▶ _What needs to be done_:
Rewrite the lines below, replacing every "forehead" with "chin" and leaving everything else unchanged. Omit the picture from your output.

________________

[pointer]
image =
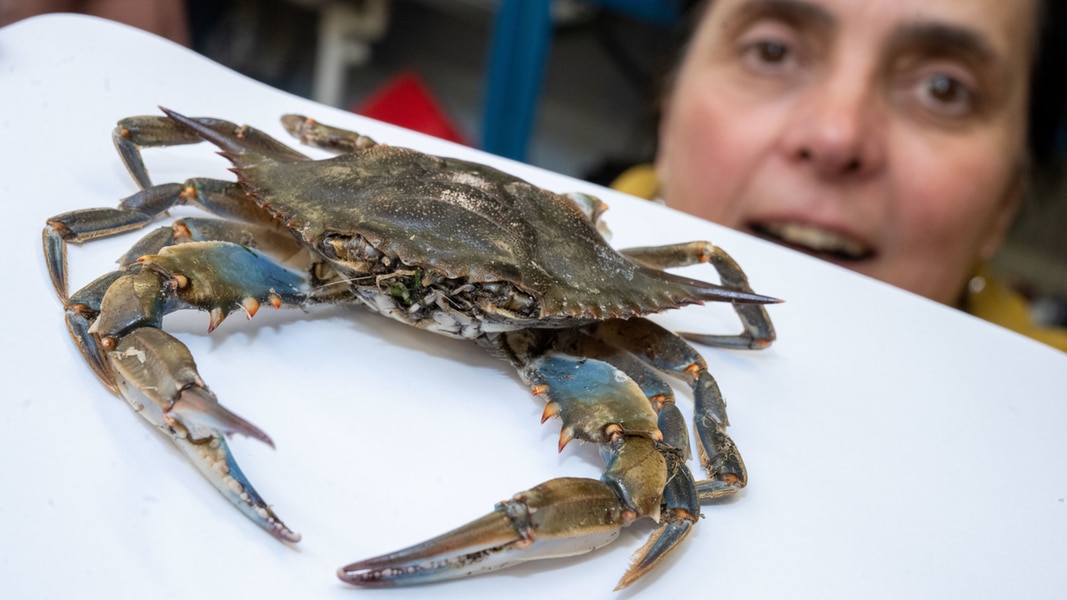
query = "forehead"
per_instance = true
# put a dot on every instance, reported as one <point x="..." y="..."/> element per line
<point x="998" y="29"/>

________________

▶ _Correct result_:
[pointer]
image =
query = "chin"
per_instance = true
# put a dot on every instance, reported as one <point x="..." y="..."/> element per line
<point x="998" y="29"/>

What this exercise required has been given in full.